## EXERCISE GOAL
Below are some entries; reproduce them exactly and leave every picture out.

*** Block opens ***

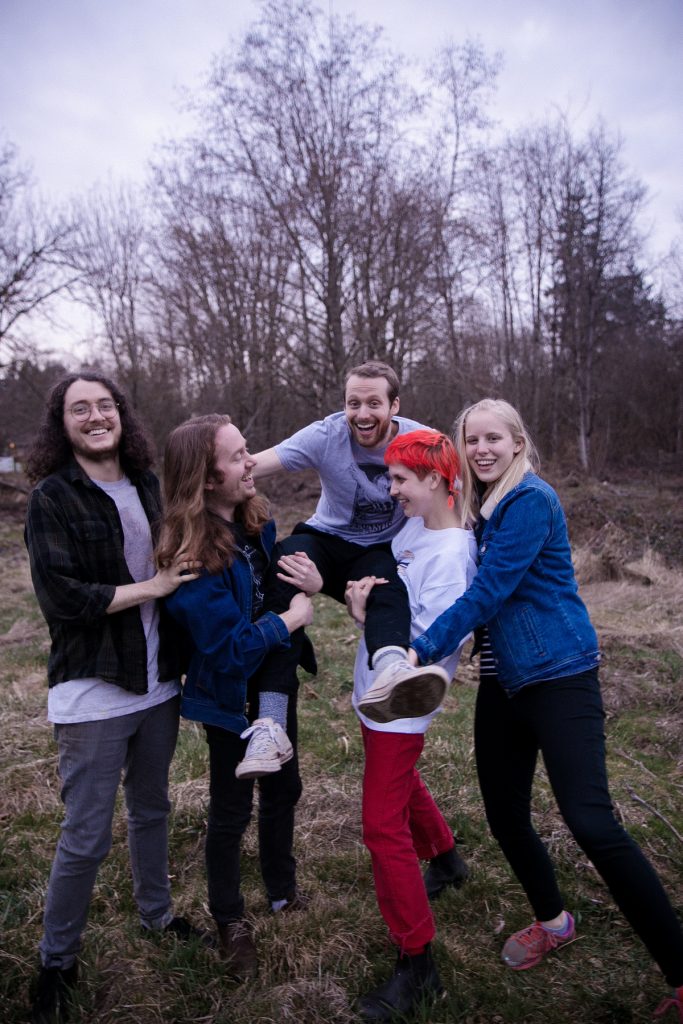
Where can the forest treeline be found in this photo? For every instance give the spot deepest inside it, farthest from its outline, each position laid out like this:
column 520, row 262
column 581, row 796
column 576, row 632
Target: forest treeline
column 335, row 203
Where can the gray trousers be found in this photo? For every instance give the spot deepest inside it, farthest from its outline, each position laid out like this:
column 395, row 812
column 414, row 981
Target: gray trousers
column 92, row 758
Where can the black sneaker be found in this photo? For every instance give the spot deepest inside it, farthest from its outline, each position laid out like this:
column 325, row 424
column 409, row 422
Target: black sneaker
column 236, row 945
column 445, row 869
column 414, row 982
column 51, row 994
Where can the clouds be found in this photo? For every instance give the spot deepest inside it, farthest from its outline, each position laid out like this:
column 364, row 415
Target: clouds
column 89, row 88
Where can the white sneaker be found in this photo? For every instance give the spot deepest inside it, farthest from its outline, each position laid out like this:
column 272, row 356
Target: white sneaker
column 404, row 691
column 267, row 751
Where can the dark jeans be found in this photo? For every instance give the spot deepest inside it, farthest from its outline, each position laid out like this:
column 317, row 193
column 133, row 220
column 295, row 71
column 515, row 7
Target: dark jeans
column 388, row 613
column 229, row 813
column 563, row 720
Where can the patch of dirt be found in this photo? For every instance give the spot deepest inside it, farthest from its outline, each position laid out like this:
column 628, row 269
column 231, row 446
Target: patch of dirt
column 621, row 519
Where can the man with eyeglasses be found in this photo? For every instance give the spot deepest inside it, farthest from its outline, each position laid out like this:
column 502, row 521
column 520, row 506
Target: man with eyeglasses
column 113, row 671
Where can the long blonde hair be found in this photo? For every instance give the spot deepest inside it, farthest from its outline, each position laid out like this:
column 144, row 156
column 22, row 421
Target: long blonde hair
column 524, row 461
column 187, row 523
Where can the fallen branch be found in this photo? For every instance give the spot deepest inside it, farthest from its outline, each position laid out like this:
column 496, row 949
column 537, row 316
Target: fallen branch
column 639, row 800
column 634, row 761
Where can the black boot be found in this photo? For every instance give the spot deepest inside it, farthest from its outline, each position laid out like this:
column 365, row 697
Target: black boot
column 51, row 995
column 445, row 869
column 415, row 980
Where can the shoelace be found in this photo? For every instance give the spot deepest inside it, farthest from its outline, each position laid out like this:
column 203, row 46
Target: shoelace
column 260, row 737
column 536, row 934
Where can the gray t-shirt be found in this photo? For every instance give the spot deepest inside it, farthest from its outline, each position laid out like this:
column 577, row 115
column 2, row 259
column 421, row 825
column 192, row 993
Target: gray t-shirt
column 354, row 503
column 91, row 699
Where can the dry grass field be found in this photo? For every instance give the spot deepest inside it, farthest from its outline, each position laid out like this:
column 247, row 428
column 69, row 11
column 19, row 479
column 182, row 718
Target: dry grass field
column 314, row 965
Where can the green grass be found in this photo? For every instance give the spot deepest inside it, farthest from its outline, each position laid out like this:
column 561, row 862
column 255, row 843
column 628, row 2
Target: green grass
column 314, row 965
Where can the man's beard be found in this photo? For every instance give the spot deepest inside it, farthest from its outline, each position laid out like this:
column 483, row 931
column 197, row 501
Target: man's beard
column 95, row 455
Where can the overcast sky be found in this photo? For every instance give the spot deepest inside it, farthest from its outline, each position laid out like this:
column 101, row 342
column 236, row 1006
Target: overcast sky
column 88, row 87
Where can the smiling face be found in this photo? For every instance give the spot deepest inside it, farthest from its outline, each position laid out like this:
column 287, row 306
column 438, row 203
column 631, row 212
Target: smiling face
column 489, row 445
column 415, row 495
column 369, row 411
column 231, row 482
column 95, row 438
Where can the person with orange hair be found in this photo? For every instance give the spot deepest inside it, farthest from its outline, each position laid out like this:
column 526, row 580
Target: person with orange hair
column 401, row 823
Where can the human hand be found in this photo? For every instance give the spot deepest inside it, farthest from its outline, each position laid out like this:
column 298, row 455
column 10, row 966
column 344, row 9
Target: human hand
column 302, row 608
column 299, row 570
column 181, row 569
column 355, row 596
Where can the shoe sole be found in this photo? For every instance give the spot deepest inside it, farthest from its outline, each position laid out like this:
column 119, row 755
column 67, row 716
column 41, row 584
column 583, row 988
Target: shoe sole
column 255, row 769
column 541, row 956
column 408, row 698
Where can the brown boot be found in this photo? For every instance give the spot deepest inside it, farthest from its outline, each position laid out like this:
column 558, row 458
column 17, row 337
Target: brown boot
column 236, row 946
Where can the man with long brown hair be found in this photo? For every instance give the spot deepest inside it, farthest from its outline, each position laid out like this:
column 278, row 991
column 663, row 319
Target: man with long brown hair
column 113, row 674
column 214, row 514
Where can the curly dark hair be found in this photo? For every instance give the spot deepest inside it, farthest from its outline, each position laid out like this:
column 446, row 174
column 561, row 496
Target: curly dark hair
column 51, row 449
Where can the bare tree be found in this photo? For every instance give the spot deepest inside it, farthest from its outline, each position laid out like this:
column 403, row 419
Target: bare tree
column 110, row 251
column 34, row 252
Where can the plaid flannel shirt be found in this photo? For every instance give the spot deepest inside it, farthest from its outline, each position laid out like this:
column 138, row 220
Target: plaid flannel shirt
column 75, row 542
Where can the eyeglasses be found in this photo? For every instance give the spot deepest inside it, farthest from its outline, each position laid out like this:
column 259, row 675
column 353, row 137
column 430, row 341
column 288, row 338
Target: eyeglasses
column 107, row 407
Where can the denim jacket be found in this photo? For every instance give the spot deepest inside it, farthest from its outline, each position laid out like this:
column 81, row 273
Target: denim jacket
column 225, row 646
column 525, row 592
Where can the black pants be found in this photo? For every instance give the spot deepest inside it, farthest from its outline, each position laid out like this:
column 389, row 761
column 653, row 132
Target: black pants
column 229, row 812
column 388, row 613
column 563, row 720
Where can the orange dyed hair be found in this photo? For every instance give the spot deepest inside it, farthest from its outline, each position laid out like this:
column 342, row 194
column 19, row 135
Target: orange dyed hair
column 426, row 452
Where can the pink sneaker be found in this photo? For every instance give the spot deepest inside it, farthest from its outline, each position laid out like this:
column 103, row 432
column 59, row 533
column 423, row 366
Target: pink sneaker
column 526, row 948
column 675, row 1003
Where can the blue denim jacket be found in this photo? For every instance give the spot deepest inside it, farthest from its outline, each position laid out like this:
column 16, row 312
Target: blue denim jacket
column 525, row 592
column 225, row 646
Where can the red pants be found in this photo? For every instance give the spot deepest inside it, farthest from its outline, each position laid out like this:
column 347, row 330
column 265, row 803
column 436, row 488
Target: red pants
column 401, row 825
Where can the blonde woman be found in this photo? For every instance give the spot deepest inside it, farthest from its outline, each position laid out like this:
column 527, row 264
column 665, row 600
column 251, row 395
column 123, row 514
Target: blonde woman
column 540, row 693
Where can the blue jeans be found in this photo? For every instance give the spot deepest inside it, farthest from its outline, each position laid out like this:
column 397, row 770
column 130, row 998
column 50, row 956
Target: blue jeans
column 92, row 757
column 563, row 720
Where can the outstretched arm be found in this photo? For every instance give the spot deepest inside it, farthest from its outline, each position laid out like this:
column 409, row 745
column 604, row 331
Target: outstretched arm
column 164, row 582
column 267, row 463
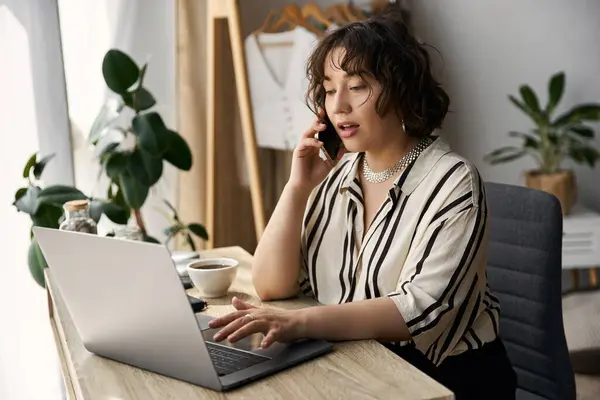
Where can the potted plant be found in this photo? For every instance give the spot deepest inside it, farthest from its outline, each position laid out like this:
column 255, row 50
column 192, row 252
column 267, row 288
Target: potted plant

*** Block closes ***

## TASK SOLUTION
Where can the forest treeline be found in this photo? For every instance give the spot deepest inside it, farthest from its outline, each position laid out like this:
column 520, row 262
column 581, row 796
column 576, row 632
Target: forest treeline
column 335, row 203
Where can the gray trousers be found in this photo? For every instance give the spot deepest inside it, farthest from its outline, each position laid out like this:
column 395, row 812
column 414, row 981
Target: gray trousers
column 92, row 758
Where can the black sneaker be found in this photo? For every instance give the spot deepest inside it, farthest from its outline, each position laid out like this:
column 325, row 424
column 409, row 422
Target: black sneaker
column 236, row 945
column 445, row 869
column 414, row 982
column 51, row 994
Where can the clouds be found in this photo? For every instance give the spot deepest inside it, farthest from its outline, each position laid out like this:
column 364, row 415
Target: clouds
column 89, row 88
Where can the white sneaker be found in this photo? For every instance give the spot deepest inside it, farthest from its outline, each position laid out like this:
column 272, row 356
Target: white sneaker
column 404, row 691
column 267, row 751
Where can the dark jeans be found in this photo? For every instance give the spot deepest inside it, farthest from its outline, each position laid out like this:
column 317, row 193
column 133, row 220
column 295, row 71
column 515, row 7
Target: dark jeans
column 388, row 613
column 229, row 813
column 563, row 720
Where can the patch of dirt be found in this photo? For every instance give the spot deepest inside it, farthest from its outline, each position laid out like this:
column 628, row 269
column 231, row 446
Target: patch of dirt
column 621, row 519
Where can the man with eyeglasses be found in this photo? For every instance give the spot deepest inside it, farthest from its outline, each position laid out like this:
column 502, row 521
column 520, row 506
Target: man with eyeglasses
column 113, row 671
Where can the long blonde hair be found in this photo? For every instance give the spot deepest inside it, farthest from its outline, each position laid out like this:
column 144, row 156
column 22, row 421
Target: long blonde hair
column 524, row 461
column 187, row 523
Where can the fallen branch be found in this photo? For every instance give the spot deepest inside it, farthest from its outline, each position laid out like this:
column 496, row 949
column 537, row 316
Target: fallen branch
column 639, row 800
column 634, row 761
Where can the black boot be found in this photo? For every instance give the spot deepest inside it, farthest from its outline, each position laid out like this:
column 365, row 697
Target: black boot
column 51, row 995
column 445, row 869
column 415, row 980
Where can the shoelace be found in this photo? For every instance give the spot deepest inside it, farthest from its outline, each position laid out like this:
column 203, row 46
Target: shoelace
column 260, row 737
column 536, row 934
Where can the gray t-shirt be found in this photo? For every instance give the spot deepest inside it, farthest from its outline, each position laid out like this:
column 577, row 115
column 2, row 259
column 421, row 825
column 192, row 993
Target: gray t-shirt
column 354, row 503
column 91, row 699
Where can the dry grass field be found in this photo? For every instance give the spot deepest inside it, farthest from its outline, each position laid out like this:
column 247, row 428
column 69, row 11
column 19, row 479
column 182, row 718
Target: dry grass field
column 314, row 965
Where can the green grass be found in this photo? For every instance give the spot deepest inside it, farthest from its outline, each position laid out like this:
column 561, row 862
column 255, row 843
column 628, row 2
Target: green grass
column 314, row 965
Where can the man's beard be found in this photo? For every instance give the spot deepest inside it, farthest from its outline, each position laid out like this:
column 483, row 931
column 197, row 501
Target: man's beard
column 95, row 455
Where can the overcast sky be found in this photo? For every instance give the spot deepest inside it, farthest from its outline, each position laid out like this:
column 101, row 342
column 236, row 1006
Target: overcast sky
column 88, row 87
Where can the smiling face be found in this photo? For every instance give the spot deepest inside it, farthest from its outline, each position laid out like this:
column 287, row 306
column 438, row 203
column 631, row 212
Target: smiling face
column 489, row 445
column 415, row 495
column 369, row 411
column 231, row 482
column 95, row 438
Where can the person with orange hair be found in this photo? For every instance give the spot deepest inside it, farthest from its outline, each position laid out like this:
column 526, row 580
Target: person with orange hair
column 401, row 823
Where can the human hand be found in this photo? For every instance give the spot deepest inside it, farthest from its outline, each position laid out like this:
column 298, row 455
column 10, row 966
column 344, row 9
Target: human hand
column 302, row 608
column 299, row 570
column 181, row 569
column 355, row 596
Where can the shoe sole be found in this photo? For every instance give the spot deepest inside it, farthest from its outline, each position laid out like this:
column 119, row 755
column 67, row 716
column 41, row 584
column 583, row 988
Target: shoe sole
column 255, row 769
column 541, row 956
column 408, row 698
Where can the brown boot be found in this photo? For every instance give the spot deepest inside it, farthest from its outline, each position laid out like this:
column 558, row 458
column 17, row 337
Target: brown boot
column 236, row 946
Where can the man with long brown hair be found in this photo? For every instance give the spot deepest inside it, farthest from its outline, each position laid out like this:
column 278, row 991
column 663, row 319
Target: man with long brown hair
column 113, row 674
column 214, row 514
Where can the curly dark hair be found in this photo? For every instance give the spot deepest inside it, farthest from its outline, each position laid out like this:
column 446, row 174
column 561, row 496
Target: curly dark hair
column 51, row 449
Where can the bare tree be found in this photo? For every instance give the spot deepest inside it, farthest from its outline, each position laid out like this:
column 403, row 419
Target: bare tree
column 110, row 251
column 34, row 252
Where can the plaid flannel shirt be found in this photo? For every instance give the spot deepest inside it, farthest from its outline, each position laid out like this:
column 138, row 220
Target: plaid flannel shirt
column 75, row 542
Where can the eyeglasses be found in this photo? For every instance give the spot deepest inside it, farthest from its outline, each position laid out like this:
column 259, row 675
column 353, row 137
column 430, row 341
column 288, row 338
Target: eyeglasses
column 107, row 407
Where can the denim jacket be found in this photo? For every instance give the spot deepest inside it, farthest from its outline, each position laid out like this:
column 81, row 273
Target: denim jacket
column 225, row 646
column 525, row 592
Where can the black pants be found in this photo? For every instance give the spot deepest inside it, farthest from its outline, each position laid out like this:
column 389, row 761
column 653, row 132
Target: black pants
column 229, row 812
column 388, row 613
column 563, row 720
Where can the orange dyed hair be found in this photo? For every instance give the spot deepest inside it, farthest from its outline, each position laid out like this:
column 342, row 194
column 19, row 135
Target: orange dyed hair
column 426, row 452
Where can the pink sneaker be found in this photo? For every instance give the spot deepest inside it, farthest from its outline, each position laid out like this:
column 103, row 432
column 59, row 533
column 423, row 366
Target: pink sneaker
column 526, row 948
column 675, row 1003
Where can the blue denim jacket be found in this photo? For every instance give the spot deepest inside it, farthest from its outline, each position laid out like this:
column 16, row 312
Target: blue denim jacket
column 525, row 592
column 225, row 646
Where can the red pants be found in this photo? For every instance give the spot deepest inside it, farthest from its outline, each position laid out like this:
column 347, row 330
column 265, row 803
column 436, row 488
Target: red pants
column 401, row 825
Where can the blonde woman be found in this photo? For every instance give the spot deepest inside it, farthest from its outline, each position laid out like this:
column 527, row 264
column 665, row 600
column 251, row 395
column 123, row 514
Target: blonde woman
column 540, row 693
Where can the blue jeans be found in this photo? For every instance give the spot deepest inside it, farthest from its outline, each position laid out like this:
column 397, row 770
column 130, row 998
column 50, row 956
Target: blue jeans
column 92, row 757
column 563, row 720
Where can the outstretched arm be found in this photo? For every instance give the spot deepest inside it, farthest from its outline, each position laid out like this:
column 409, row 745
column 604, row 331
Target: outstretched arm
column 164, row 582
column 267, row 463
Where can the potted plant be found in this photo? For every instance give the spot deepest inside it, farthest from its outline, each position laid out like this:
column 255, row 50
column 192, row 252
column 267, row 288
Target: potted plant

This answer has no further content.